# Page text
Re: Kafka Streams: ReadOnlyKeyValueStore range behavior

Posted by Dmitry Minkovsky <dm...@gmail.com>.
Ah! Yes. Thank you! That make sense.

Anyway, I _think_ that's not what I was doing given that all items were
being routed to and then read from a partition identified by one key.

On Fri, Mar 17, 2017 at 12:50 PM, Damian Guy <da...@gmail.com> wrote:

> > When you use Queryable State you are actually querying multiple
>
> > underlying stores, i.e., one per partition.
> >
> > Huh? I was only querying one partition. In my example, I have a user's
> > posts. Upon creation, they are routed to a particular partition using a
> > partitioner that hashes the post's user ID. The posts are then indexed on
> > that partition by prefixed keys using the method described above. When
> > querying, I am only querying the one partition that has all of the user's
> > posts. As far as I know, I am not querying across multiple partitions.

# Work to complete
**1.** Answer these questions about the Kafka Streams thread:
(a) Who posted the message?
(b) On what date did Damian Guy write the quoted message?
(c) In the quoted passage, how are a user's posts routed to a particular partition when they are created?
**2.** Extend the Kafka Streams thread on range behavior, starting after its final line.
The records that follow come from a separate source.

# Given records

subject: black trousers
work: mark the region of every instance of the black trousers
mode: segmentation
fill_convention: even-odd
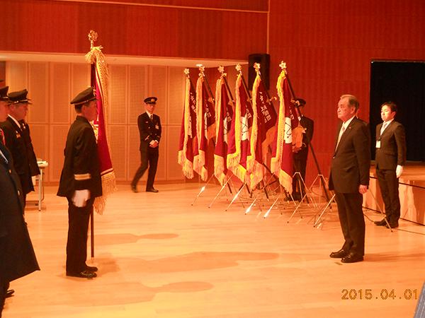
[[[395,170],[382,170],[376,168],[378,182],[385,206],[388,222],[398,222],[400,218],[400,199],[398,192],[398,179]]]
[[[0,278],[0,318],[1,317],[1,312],[4,306],[4,300],[6,299],[6,293],[8,288],[8,282],[4,282]]]
[[[136,171],[131,184],[136,186],[143,174],[147,169],[149,165],[149,172],[147,175],[147,182],[146,183],[146,189],[148,190],[154,187],[155,181],[155,175],[157,174],[157,167],[158,166],[158,158],[159,151],[158,147],[147,147],[146,151],[140,151],[140,167]]]
[[[68,241],[67,242],[67,273],[80,273],[86,269],[87,232],[94,198],[86,206],[77,208],[68,198]]]
[[[345,242],[342,248],[363,256],[365,254],[365,218],[360,193],[335,192],[338,215]]]
[[[305,167],[307,165],[307,158],[297,158],[294,156],[293,159],[294,170],[295,172],[300,172],[302,180],[305,182]],[[305,188],[302,181],[300,179],[300,175],[296,174],[293,179],[293,196],[294,199],[301,199],[305,194]]]

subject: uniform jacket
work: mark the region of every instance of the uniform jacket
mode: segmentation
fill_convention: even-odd
[[[301,147],[300,151],[294,153],[293,155],[295,160],[307,160],[308,145],[313,138],[314,123],[312,119],[310,119],[305,116],[302,116],[300,121],[300,124],[305,129],[305,134],[302,134],[302,147]]]
[[[15,170],[22,184],[24,194],[34,191],[31,171],[28,160],[28,150],[21,126],[10,117],[1,126],[4,133],[6,146],[10,151],[15,165]]]
[[[376,140],[380,141],[380,148],[376,148],[376,166],[381,170],[395,170],[397,165],[406,164],[404,127],[393,120],[381,135],[382,124],[376,126]]]
[[[33,141],[31,140],[31,135],[30,134],[30,126],[25,122],[25,120],[20,120],[19,122],[22,125],[22,136],[25,140],[27,153],[28,158],[28,163],[30,164],[30,173],[31,175],[40,175],[40,169],[37,164],[37,157],[34,152],[34,148],[33,147]]]
[[[11,281],[40,269],[23,220],[23,196],[13,160],[0,143],[0,281]]]
[[[159,142],[161,139],[161,121],[159,116],[154,114],[153,119],[149,118],[147,112],[139,115],[137,125],[140,134],[140,151],[147,151],[152,140]]]
[[[335,146],[342,122],[338,125]],[[369,184],[370,148],[369,129],[354,117],[335,149],[331,163],[329,189],[340,193],[357,193],[360,184]]]
[[[88,189],[90,197],[102,195],[97,143],[92,126],[82,116],[69,127],[64,151],[59,196],[71,198],[75,190]]]

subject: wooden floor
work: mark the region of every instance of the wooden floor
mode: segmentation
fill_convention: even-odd
[[[312,207],[290,223],[292,206],[264,218],[270,204],[245,215],[240,203],[225,211],[230,196],[223,196],[208,208],[217,186],[193,206],[197,184],[157,184],[158,194],[118,188],[105,214],[95,216],[89,264],[99,272],[93,280],[65,276],[67,207],[57,188],[46,188],[41,212],[28,204],[41,271],[12,282],[16,294],[4,317],[414,315],[425,278],[424,226],[400,220],[391,232],[374,225],[368,218],[380,216],[366,211],[365,261],[344,264],[329,257],[342,245],[335,206],[315,228]]]

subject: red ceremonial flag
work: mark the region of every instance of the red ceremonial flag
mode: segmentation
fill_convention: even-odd
[[[274,136],[277,114],[270,101],[259,71],[252,88],[254,120],[251,135],[251,155],[248,157],[248,169],[251,172],[251,188],[263,179],[268,145]]]
[[[103,214],[108,196],[116,191],[115,175],[112,167],[106,136],[108,66],[101,49],[101,47],[93,47],[91,51],[86,54],[86,61],[91,64],[92,85],[96,89],[97,100],[98,119],[94,122],[94,125],[97,139],[103,195],[95,199],[94,206],[98,214]]]
[[[183,173],[189,179],[193,177],[193,158],[198,155],[198,138],[196,137],[196,92],[186,73],[186,90],[178,161],[181,165]],[[193,150],[196,150],[194,153]]]
[[[227,167],[242,182],[249,184],[249,179],[246,177],[246,158],[251,154],[249,136],[254,113],[243,81],[239,73],[236,79],[236,105],[229,134]]]
[[[209,96],[205,87],[203,73],[199,74],[196,82],[196,134],[198,155],[194,158],[193,169],[203,181],[208,177],[207,151],[208,141],[215,134],[215,111],[213,96]]]
[[[217,80],[215,87],[215,150],[214,151],[214,175],[224,184],[227,174],[227,145],[232,124],[233,110],[225,85],[225,74]]]
[[[272,150],[271,170],[279,177],[279,183],[289,193],[292,192],[293,127],[298,126],[298,117],[293,104],[285,69],[278,78],[276,84],[279,96],[279,119],[276,133],[276,145]]]

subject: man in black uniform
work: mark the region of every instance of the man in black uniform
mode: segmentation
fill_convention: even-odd
[[[0,122],[7,118],[8,87],[0,88]],[[40,270],[23,220],[21,182],[0,129],[0,317],[9,282]]]
[[[302,181],[301,181],[300,179],[300,175],[296,174],[293,179],[293,198],[294,200],[300,201],[305,194],[305,189],[304,189],[305,167],[307,166],[309,144],[313,138],[314,122],[312,119],[302,114],[302,110],[306,104],[305,100],[302,98],[298,98],[295,102],[298,105],[298,110],[300,110],[300,124],[305,130],[305,133],[302,134],[302,144],[301,147],[294,146],[293,148],[294,170],[296,172],[300,172],[300,175],[302,177]]]
[[[24,206],[27,194],[34,191],[31,175],[40,173],[29,136],[29,126],[20,124],[20,121],[24,120],[27,115],[28,104],[31,104],[27,94],[27,90],[8,94],[9,114],[6,122],[0,125],[4,132],[6,146],[12,154],[15,170],[21,180]],[[35,175],[31,173],[31,165]]]
[[[385,218],[392,228],[398,228],[400,217],[399,178],[406,164],[406,134],[404,127],[394,120],[397,105],[392,102],[381,105],[382,124],[376,126],[376,174],[385,206]],[[375,222],[387,226],[385,220]]]
[[[146,184],[147,192],[158,192],[154,188],[157,166],[158,165],[158,157],[159,151],[158,145],[161,139],[161,121],[159,116],[154,114],[157,98],[149,97],[144,99],[146,112],[139,115],[137,125],[140,134],[140,167],[136,171],[135,177],[131,182],[131,189],[133,192],[137,192],[137,182],[142,177],[149,163],[149,174]]]
[[[87,231],[94,199],[102,195],[97,143],[90,124],[98,115],[93,88],[80,93],[71,104],[76,118],[68,131],[57,191],[59,196],[68,199],[67,276],[92,278],[98,269],[86,264]]]

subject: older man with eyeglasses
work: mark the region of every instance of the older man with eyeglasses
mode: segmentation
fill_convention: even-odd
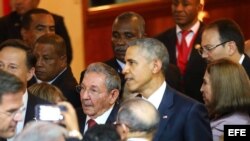
[[[221,58],[238,62],[250,76],[250,58],[244,54],[244,41],[244,35],[235,21],[219,19],[205,27],[198,51],[208,62]]]

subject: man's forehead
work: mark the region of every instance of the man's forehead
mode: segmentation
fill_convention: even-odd
[[[41,14],[32,14],[31,15],[32,18],[32,24],[41,24],[41,25],[55,25],[55,21],[54,18],[51,14],[45,14],[45,13],[41,13]]]

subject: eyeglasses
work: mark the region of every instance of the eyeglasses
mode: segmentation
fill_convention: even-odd
[[[82,89],[83,89],[83,87],[81,85],[76,86],[76,92],[77,93],[80,93]]]
[[[17,113],[22,113],[23,111],[25,111],[25,107],[20,107],[19,109],[17,109],[17,110],[15,110],[15,111],[11,111],[11,112],[0,112],[0,114],[4,114],[4,115],[6,115],[6,116],[8,116],[8,117],[11,117],[11,118],[13,118],[13,117],[15,117],[16,116],[16,114]]]
[[[86,88],[86,87],[81,86],[81,85],[76,86],[76,92],[79,93],[79,94],[81,92],[83,92],[83,93],[87,92],[89,95],[99,95],[99,94],[102,93],[102,91],[100,91],[100,90],[98,90],[96,88],[92,88],[92,87]]]
[[[217,47],[219,47],[219,46],[221,46],[221,45],[223,45],[223,44],[225,44],[227,42],[230,42],[230,41],[225,41],[225,42],[222,42],[222,43],[220,43],[218,45],[215,45],[215,46],[212,46],[212,47],[199,46],[198,47],[198,52],[199,52],[200,55],[202,55],[204,52],[208,53],[209,51],[211,51],[211,50],[213,50],[213,49],[215,49],[215,48],[217,48]]]

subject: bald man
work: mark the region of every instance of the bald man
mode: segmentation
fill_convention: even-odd
[[[38,7],[40,0],[12,0],[11,6],[15,11],[0,18],[0,43],[7,39],[22,39],[21,19],[31,9]],[[55,33],[62,36],[67,47],[68,64],[72,60],[72,47],[67,28],[62,16],[52,14],[55,20]]]
[[[157,109],[142,98],[131,98],[121,105],[116,128],[122,140],[152,141],[160,121]]]

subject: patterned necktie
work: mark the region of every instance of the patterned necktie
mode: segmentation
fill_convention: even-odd
[[[183,75],[186,71],[186,64],[188,61],[188,45],[186,42],[186,36],[189,34],[189,30],[181,31],[181,43],[178,45],[178,67],[180,68],[181,74]]]
[[[97,125],[97,123],[95,122],[95,120],[93,120],[93,119],[89,119],[88,120],[88,129],[92,128],[95,125]]]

# Expected outputs
**1.**
(a) Dmitry Minkovsky.
(b) Friday, March 17, 2017.
(c) By a partitioner that hashes the post's user ID.

**2.**
> > Furthermore, I did not even think this was possible, given the fact that
> > Interactive Queries require you to manually forward requests that should
> go
> > to other partitions.
> >
> >
> Each KafkaStreams instance is potentially responsible for multiple
> partitions, so when you use Queryable State on a particular instance you
> are querying all partitions for that store on the given instance.
>
>
>
> >
> >
> >
> >
> >
> > On Thu, Mar 16, 2017 at 2:11 PM, Damian Guy <da...@gmail.com>
> wrote:
> >
> > > I think what you are seeing is that the order is not guaranteed across
> > > partitions. When you use Queryable State you are actually querying
> > multiple
> > > underlying stores, i.e., one per partition. The implementation iterates
> > > over one store/partition at a time, so the ordering will appear random.
> > > This could be improved
> > >
> > > The tombstone records appearing in the results seems like a bug.
> > >
> > > Thanks,
> > > Damian
> > >
> > > On Thu, 16 Mar 2017 at 17:37 Matthias J. Sax <ma...@confluent.io>
> > > wrote:
> > >
> > > > Can you check if the problem exist for 0.10.2, too? (0.10.2 is
> > > > compatible to 0.10.1 broker -- so you can upgrade your Streams code
> > > > independently from the brokers).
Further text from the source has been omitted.